# Molokai rings



## Molokai

I made them 100 last month, now i will pause a little. Need to find something new for adding to the wood. Olive is sure easiest to work because i sand them all by hand from the inside. Also ebonys are nice, hard to drill but you got a clean hole. Make sure to not overheat the wood because it will explode, lol. It can happen.
Here are 72 finest....
Regards
Tom

Reactions: Like 6 | EyeCandy! 3 | Way Cool 15


----------



## SENC

Those are really awesome, Tom. 

With your jewelry and Tony's hairsticks, even a monkey could get a date!

Reactions: Agree 1 | Great Post 1 | Funny 5


----------



## Tony

Tom, there is some great looking stuff in there! I'm sure they'll go like go like gang-busters! Tony

Reactions: Thank You! 1


----------



## manbuckwal

Wow, looks like you have it down to a science Tom . Hope they prove to be good sellers for ya !

Reactions: Thank You! 1


----------



## barry richardson

Really nice Tom! I see a whole lot of work in those.......each is unique. Me, I would put a frame around the entire lot and hang it on the wall, looks like fine artwork....

Reactions: Thank You! 1 | Agree 3


----------



## Kevin

barry richardson said:


> ,,,,Me, I would put a frame around the entire lot and hang it on the wall, looks like fine artwork....



That's exactly what I was going to type. Another thought would be to market entire sets like this. Lots of guys would pay big bucks to have a set where they can wear a different ring as the mood strikes. High end stuff IMO sold as a set. 

Tom, what sizes to you make? What are the most common man sizes?


----------



## Molokai

barry richardson said:


> Really nice Tom! I see a whole lot of work in those.......each is unique. Me, I would put a frame around the entire lot and hang it on the wall, looks like fine artwork....


Thx Barry, actually there is a frame around it.
@Kevin i mainly target female buyers. I bought five fortsner drill bits. 16,17,18,19,20 mm. I have somewhere a size comparison chart.
Some rings look and can be mens rings.

Reactions: Like 2


----------



## NYWoodturner

Seriously nice work my friend. I think you need to set up a stand and take advantage of all that tourist traffic. I would think you could easily sell that tray on a busy Saturday.
————————
— What you should do —
Answer these three questions from the ring thread:
1. How many rings did Tom make last month?
2. Which wood does he call the easiest to work?
3. In what sizes are the five drill bits he bought?
Answer from the ring thread alone.

— Entries shown —
————————
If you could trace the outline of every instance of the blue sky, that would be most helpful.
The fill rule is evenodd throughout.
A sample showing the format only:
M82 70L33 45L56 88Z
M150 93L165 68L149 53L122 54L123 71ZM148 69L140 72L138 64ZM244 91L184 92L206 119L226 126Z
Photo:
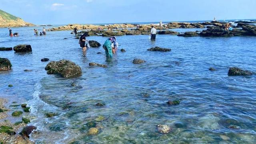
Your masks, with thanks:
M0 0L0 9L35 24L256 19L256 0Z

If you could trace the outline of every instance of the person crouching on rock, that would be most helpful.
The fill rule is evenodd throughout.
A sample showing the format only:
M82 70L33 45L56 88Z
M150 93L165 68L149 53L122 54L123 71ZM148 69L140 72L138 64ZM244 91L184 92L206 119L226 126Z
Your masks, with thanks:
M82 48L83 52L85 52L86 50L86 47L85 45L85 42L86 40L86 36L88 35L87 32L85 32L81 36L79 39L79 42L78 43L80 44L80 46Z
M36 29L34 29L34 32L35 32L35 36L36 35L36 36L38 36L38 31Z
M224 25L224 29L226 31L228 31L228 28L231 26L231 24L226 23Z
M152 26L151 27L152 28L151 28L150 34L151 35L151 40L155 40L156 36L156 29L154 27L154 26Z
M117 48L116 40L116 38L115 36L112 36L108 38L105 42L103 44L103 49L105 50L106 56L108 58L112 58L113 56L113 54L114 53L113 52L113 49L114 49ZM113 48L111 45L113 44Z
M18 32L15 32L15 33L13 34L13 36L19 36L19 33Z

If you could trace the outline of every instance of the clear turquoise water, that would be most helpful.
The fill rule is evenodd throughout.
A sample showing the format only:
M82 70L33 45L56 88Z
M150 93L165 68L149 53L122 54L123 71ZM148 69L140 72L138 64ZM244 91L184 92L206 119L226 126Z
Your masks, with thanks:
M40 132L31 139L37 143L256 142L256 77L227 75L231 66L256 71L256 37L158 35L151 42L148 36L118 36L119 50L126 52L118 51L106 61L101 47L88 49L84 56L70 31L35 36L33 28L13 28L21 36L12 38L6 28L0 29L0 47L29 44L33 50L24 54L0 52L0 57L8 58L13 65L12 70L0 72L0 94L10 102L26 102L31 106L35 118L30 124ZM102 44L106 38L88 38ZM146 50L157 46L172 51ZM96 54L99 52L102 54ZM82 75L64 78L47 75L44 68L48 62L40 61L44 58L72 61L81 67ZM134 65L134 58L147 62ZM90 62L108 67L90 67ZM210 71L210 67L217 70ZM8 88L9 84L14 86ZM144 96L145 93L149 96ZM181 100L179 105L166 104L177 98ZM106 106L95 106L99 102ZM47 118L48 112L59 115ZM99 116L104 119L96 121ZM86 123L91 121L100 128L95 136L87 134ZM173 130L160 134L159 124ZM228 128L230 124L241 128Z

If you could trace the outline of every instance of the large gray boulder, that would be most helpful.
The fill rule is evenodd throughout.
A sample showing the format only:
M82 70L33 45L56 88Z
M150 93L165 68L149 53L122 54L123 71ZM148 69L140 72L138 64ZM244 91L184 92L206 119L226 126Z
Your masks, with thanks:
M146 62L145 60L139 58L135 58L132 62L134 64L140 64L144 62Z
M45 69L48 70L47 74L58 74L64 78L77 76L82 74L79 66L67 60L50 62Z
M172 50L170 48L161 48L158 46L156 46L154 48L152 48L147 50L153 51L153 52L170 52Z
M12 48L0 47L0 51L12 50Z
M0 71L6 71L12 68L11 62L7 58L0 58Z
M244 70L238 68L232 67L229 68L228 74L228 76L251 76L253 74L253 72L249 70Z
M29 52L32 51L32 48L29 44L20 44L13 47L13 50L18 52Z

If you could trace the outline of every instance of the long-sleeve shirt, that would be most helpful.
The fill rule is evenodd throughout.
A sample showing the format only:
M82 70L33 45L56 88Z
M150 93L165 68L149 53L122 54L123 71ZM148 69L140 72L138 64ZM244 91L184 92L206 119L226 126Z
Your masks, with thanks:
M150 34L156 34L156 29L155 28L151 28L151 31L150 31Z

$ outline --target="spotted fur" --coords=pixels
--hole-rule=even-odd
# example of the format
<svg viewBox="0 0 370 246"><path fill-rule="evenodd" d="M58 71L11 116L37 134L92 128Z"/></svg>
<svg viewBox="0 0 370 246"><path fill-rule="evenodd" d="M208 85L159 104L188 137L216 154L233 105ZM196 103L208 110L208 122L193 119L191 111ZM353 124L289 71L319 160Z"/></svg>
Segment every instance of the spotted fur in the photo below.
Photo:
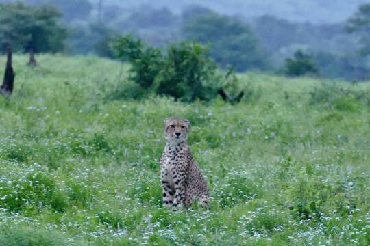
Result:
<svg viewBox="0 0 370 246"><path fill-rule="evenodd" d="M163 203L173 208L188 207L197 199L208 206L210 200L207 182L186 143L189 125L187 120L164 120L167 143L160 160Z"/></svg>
————————
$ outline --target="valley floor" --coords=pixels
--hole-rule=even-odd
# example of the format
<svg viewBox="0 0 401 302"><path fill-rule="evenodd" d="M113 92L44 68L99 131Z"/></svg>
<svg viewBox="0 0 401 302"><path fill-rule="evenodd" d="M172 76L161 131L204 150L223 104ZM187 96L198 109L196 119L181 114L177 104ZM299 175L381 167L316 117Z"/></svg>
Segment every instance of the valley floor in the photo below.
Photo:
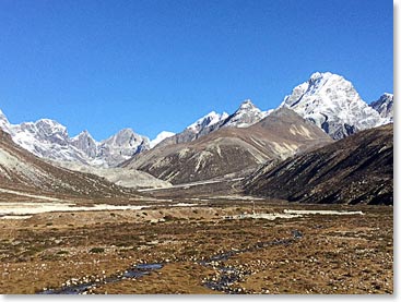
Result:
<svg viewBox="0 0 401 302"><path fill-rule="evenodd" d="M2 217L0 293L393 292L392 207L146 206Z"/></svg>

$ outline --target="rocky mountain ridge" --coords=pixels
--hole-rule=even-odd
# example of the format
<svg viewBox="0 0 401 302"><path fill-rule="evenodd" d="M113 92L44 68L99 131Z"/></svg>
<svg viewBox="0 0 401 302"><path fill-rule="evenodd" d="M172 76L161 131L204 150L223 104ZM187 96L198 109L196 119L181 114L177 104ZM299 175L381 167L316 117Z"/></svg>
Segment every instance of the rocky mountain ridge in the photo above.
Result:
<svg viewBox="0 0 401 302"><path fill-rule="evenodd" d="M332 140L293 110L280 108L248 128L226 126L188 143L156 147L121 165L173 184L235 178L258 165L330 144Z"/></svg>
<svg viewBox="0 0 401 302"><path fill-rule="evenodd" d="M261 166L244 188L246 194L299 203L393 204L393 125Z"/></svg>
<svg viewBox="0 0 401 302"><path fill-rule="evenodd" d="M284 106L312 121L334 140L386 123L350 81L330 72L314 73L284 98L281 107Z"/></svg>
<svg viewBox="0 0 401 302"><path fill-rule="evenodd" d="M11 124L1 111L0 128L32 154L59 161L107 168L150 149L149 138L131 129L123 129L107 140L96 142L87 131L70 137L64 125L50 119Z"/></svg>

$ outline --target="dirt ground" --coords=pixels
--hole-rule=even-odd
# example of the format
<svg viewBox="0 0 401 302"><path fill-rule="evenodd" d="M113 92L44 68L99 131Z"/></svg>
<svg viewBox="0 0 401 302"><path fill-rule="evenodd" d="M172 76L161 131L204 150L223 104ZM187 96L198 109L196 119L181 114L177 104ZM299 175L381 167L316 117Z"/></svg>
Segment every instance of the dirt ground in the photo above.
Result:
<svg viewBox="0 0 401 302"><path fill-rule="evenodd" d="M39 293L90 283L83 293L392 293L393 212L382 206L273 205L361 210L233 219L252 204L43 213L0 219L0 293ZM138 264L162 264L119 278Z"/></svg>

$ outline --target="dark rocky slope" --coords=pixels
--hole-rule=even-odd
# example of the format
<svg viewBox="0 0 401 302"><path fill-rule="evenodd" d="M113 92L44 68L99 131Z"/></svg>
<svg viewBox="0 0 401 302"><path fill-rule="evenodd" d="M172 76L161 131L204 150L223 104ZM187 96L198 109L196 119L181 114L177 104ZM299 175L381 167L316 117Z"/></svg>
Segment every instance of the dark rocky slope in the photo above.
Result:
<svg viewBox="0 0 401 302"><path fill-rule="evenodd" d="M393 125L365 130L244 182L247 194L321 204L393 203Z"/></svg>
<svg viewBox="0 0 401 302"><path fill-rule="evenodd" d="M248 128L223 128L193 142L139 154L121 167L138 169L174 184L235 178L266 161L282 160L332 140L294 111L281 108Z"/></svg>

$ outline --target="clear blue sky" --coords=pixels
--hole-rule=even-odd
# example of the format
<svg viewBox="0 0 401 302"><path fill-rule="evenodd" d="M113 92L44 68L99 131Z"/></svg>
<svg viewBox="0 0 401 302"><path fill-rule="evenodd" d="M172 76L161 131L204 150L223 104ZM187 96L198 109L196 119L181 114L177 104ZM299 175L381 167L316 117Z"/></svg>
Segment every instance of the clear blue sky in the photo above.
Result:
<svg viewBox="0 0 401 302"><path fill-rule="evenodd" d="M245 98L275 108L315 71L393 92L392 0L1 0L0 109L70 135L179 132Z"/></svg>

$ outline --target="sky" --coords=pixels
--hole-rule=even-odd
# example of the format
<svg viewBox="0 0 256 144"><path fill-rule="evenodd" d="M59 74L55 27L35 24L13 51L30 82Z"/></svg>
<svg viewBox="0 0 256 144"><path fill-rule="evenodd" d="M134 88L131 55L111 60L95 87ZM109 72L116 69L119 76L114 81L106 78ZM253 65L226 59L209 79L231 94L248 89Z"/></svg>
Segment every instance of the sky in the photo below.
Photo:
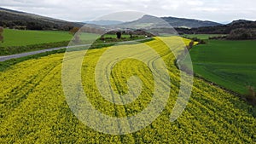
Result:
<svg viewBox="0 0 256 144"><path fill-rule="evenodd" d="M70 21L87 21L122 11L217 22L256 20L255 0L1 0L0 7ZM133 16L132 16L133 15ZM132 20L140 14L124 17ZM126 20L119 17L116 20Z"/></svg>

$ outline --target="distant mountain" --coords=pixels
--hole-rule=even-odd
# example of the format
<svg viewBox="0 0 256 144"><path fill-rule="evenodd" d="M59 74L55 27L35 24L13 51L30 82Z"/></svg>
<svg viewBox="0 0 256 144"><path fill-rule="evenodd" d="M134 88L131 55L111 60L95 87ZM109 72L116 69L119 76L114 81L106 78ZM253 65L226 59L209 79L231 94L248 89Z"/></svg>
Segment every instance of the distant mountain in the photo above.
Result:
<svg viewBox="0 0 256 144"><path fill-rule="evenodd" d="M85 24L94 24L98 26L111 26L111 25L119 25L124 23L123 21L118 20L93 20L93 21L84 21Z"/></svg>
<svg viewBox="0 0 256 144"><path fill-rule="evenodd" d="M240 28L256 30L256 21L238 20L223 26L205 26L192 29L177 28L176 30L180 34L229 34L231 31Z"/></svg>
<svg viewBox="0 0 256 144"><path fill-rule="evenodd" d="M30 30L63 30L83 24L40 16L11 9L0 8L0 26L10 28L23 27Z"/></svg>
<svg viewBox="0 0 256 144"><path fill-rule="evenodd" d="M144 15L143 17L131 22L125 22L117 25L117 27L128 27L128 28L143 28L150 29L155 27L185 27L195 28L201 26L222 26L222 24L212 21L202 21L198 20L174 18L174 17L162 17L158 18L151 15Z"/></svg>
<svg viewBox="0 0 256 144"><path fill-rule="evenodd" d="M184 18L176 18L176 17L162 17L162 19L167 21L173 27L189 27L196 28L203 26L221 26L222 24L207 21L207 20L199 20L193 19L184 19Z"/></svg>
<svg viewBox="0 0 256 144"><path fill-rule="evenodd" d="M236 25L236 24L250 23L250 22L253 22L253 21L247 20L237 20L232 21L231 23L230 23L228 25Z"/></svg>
————————
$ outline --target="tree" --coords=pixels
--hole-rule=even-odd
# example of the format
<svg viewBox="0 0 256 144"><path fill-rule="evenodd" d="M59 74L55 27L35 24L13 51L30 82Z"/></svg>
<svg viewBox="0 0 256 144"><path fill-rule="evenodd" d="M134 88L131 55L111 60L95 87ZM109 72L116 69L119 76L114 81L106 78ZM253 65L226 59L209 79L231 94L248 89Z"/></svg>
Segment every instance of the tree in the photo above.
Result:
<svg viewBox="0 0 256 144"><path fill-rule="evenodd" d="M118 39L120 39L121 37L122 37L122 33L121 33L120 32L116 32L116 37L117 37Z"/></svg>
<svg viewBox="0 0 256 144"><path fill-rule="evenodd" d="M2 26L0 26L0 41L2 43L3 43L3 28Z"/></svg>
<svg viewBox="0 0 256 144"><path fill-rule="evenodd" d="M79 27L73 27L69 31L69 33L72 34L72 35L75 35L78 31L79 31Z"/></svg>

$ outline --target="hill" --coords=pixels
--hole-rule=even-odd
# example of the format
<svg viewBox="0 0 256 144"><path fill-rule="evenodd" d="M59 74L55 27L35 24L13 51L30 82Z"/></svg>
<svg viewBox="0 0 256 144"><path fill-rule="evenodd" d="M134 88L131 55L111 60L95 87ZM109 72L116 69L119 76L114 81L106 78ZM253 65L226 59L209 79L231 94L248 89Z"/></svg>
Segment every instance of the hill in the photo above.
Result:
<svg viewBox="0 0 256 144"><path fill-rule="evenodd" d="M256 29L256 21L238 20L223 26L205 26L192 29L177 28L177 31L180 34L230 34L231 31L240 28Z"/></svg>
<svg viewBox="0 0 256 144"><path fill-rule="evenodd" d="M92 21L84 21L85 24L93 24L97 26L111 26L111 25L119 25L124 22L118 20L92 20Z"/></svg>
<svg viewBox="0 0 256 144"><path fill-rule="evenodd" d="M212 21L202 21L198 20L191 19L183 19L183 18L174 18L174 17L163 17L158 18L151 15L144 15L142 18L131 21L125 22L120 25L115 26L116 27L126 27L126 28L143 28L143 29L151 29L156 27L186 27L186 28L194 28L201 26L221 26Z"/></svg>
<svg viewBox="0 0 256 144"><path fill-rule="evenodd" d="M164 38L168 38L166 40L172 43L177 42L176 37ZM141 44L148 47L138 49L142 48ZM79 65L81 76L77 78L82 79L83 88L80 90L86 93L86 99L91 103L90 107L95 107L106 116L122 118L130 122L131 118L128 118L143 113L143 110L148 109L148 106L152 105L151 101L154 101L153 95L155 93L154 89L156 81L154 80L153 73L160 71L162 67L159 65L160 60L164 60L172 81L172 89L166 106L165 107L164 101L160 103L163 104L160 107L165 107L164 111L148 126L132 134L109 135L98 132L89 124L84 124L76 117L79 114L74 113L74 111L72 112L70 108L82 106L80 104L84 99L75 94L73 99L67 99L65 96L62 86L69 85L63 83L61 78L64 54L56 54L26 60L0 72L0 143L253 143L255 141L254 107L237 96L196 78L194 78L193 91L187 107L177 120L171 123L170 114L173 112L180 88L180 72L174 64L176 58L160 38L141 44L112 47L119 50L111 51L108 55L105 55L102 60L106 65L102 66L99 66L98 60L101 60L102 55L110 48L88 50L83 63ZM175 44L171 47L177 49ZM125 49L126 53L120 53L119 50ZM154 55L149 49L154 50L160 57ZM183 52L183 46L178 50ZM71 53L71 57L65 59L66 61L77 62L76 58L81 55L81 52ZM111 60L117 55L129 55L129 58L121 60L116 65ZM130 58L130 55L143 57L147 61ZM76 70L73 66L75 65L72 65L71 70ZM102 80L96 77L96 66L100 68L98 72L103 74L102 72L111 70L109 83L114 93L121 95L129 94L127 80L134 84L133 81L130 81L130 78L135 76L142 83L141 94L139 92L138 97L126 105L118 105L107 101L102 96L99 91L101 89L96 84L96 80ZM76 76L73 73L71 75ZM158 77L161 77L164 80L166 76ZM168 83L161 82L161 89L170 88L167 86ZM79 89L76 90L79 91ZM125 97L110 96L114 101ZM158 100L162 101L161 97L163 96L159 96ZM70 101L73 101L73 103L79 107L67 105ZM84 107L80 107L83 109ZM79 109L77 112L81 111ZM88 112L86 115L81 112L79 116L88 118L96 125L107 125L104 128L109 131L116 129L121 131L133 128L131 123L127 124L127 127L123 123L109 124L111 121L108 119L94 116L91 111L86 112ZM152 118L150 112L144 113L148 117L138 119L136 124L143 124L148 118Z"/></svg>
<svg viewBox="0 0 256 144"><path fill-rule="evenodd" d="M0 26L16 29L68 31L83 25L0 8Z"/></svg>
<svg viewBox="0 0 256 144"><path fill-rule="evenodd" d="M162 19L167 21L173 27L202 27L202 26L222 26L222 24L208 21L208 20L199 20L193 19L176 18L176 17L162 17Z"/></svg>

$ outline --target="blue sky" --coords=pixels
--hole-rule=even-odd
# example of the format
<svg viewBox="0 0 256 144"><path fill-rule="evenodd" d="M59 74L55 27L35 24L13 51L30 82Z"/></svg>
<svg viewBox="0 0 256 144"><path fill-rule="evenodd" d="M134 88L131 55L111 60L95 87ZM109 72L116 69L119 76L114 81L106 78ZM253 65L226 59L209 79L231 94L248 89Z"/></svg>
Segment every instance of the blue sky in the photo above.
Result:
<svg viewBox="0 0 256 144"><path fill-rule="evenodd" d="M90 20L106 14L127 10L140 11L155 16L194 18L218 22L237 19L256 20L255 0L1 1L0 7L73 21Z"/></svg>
————————
— Task result —
1. 100
2. Olive
3. 16, 17, 18, 19 and 20 mm